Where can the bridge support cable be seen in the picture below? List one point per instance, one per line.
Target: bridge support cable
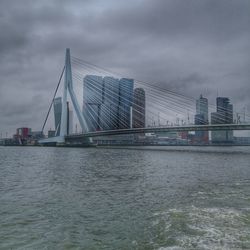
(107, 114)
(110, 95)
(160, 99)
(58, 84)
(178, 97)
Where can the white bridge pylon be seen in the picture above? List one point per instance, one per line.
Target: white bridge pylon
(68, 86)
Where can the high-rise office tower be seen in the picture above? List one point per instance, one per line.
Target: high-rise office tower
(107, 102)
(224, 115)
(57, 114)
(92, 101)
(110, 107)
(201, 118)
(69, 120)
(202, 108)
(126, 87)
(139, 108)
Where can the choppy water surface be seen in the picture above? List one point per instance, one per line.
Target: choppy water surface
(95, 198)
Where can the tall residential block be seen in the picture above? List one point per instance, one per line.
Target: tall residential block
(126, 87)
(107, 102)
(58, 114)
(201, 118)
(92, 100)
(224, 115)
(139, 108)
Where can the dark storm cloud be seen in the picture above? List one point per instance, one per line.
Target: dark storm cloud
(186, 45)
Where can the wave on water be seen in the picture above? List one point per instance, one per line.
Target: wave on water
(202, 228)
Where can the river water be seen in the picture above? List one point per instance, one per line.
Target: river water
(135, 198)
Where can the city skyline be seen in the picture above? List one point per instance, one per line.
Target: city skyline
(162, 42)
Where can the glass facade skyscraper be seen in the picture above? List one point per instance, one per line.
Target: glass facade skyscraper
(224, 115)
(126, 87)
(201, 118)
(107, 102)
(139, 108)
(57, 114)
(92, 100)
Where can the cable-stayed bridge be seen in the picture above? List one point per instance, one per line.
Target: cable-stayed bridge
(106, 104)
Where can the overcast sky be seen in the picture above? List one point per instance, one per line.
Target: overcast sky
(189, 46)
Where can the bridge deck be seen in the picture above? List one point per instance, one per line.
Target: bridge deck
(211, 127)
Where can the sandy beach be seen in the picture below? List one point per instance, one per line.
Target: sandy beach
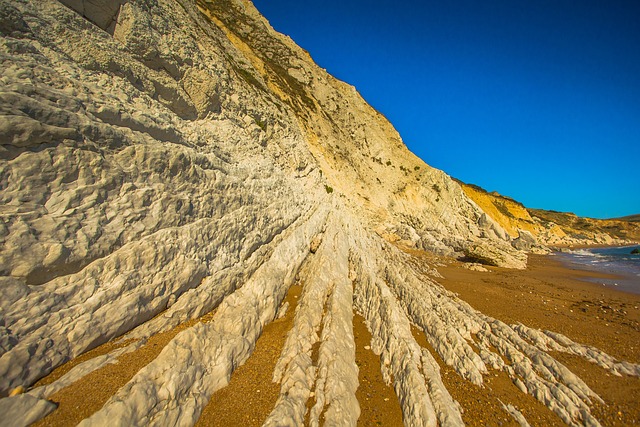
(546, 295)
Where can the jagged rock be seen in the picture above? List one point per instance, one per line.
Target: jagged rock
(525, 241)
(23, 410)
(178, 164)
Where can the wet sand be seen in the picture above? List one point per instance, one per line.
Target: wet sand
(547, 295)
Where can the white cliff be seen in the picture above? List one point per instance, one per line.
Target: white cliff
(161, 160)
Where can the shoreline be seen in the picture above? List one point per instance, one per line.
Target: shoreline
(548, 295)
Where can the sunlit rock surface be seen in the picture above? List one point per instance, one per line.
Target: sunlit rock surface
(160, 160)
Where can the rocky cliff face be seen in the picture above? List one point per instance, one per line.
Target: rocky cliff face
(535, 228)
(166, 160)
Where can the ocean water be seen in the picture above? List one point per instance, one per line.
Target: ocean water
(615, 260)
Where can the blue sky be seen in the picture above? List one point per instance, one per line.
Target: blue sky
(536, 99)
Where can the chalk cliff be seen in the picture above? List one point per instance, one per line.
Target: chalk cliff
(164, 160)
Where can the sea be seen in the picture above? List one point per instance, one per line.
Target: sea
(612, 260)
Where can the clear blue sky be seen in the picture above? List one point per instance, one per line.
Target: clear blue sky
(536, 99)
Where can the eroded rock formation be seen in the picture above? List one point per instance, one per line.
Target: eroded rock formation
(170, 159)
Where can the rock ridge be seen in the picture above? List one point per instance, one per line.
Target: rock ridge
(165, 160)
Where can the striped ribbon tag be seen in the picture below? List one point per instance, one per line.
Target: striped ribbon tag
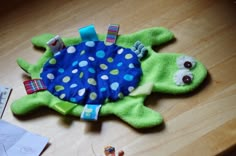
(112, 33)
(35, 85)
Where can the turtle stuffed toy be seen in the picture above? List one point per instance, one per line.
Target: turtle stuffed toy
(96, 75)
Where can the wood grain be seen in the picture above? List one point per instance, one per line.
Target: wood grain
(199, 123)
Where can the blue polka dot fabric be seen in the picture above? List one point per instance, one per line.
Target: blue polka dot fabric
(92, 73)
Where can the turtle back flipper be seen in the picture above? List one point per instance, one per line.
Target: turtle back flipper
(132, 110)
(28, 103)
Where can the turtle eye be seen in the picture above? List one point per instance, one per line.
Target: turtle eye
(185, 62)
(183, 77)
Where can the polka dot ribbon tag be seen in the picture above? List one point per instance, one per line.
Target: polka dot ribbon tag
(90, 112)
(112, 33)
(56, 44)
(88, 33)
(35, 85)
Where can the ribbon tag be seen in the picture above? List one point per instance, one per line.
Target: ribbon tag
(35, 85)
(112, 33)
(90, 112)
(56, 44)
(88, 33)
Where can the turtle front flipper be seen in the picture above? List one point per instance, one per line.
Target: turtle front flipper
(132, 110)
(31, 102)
—————
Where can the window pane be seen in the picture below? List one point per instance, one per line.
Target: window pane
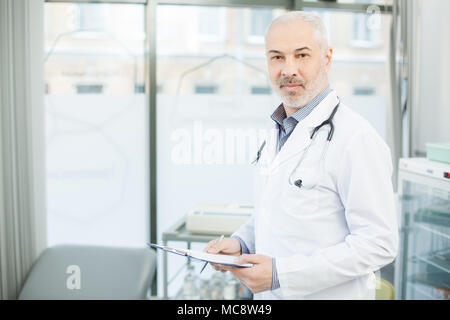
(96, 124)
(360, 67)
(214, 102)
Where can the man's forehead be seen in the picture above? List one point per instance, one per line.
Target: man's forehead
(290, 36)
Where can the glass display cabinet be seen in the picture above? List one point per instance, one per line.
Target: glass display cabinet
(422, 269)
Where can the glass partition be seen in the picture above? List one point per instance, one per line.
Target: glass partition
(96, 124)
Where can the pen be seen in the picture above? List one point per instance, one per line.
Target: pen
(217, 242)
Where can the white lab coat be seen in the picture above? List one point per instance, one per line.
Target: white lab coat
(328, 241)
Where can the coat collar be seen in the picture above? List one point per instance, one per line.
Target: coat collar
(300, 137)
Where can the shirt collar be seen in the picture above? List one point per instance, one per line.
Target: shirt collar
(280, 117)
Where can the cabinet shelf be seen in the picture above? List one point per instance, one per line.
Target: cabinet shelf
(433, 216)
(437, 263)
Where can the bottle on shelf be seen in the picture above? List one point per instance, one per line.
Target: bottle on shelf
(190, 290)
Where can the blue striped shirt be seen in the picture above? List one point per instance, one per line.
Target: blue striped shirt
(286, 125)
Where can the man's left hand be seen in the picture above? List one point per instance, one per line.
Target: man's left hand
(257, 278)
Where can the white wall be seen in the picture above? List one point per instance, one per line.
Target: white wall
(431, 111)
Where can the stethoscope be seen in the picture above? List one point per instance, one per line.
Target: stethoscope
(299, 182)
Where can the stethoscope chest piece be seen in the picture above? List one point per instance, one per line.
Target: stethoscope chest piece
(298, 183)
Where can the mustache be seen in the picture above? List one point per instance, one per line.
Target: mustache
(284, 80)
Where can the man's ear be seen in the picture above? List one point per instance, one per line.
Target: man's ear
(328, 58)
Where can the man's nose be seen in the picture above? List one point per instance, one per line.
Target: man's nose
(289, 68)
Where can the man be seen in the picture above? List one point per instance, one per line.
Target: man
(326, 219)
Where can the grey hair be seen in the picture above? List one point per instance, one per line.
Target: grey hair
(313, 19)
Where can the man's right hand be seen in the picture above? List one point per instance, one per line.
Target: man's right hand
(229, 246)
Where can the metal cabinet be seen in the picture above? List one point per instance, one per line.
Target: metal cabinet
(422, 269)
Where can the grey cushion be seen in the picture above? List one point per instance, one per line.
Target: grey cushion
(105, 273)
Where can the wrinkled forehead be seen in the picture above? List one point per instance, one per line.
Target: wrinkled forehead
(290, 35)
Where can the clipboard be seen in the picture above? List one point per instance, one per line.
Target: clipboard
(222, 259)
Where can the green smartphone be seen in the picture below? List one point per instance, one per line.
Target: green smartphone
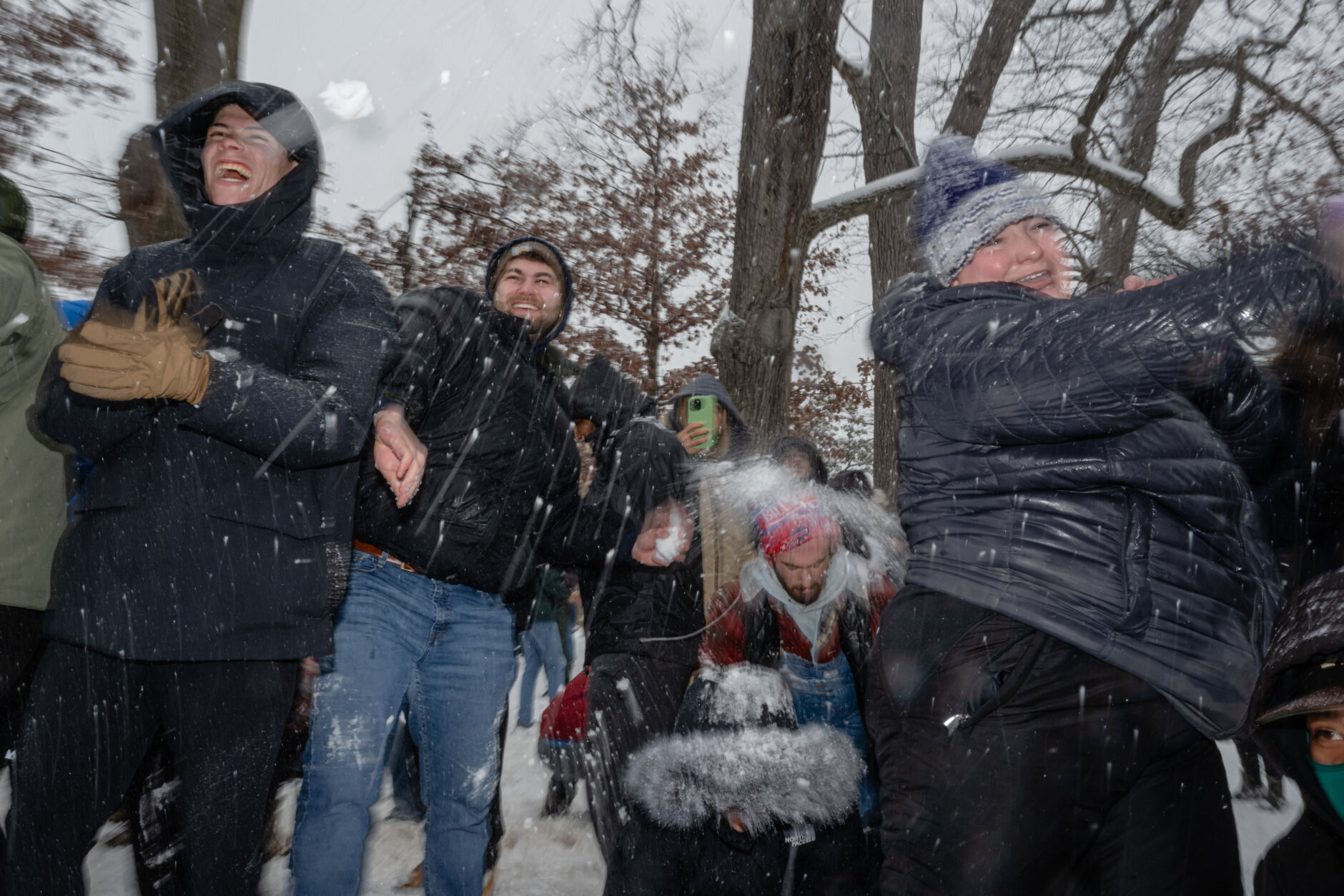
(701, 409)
—————
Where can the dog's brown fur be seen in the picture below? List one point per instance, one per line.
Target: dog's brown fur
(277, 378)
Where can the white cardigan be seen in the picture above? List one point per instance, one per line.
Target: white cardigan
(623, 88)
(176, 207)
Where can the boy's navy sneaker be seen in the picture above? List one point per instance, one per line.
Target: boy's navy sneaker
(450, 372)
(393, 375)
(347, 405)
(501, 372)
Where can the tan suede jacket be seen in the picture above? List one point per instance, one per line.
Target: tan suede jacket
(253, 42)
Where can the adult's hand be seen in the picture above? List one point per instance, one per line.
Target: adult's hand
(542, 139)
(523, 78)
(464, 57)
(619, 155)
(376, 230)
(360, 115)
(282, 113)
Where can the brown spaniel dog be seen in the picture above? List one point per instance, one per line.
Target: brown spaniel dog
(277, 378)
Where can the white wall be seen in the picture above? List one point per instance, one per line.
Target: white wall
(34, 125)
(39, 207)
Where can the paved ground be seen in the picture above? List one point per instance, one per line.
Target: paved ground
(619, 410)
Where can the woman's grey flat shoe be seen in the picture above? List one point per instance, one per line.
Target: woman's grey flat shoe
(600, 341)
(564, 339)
—————
--- Task ---
Return every line of the items above that contains the word "overcast", copied in full.

--- Task result ---
Where can the overcast sky be seen in the picture above? List one point per instance, one per line.
Target: overcast sky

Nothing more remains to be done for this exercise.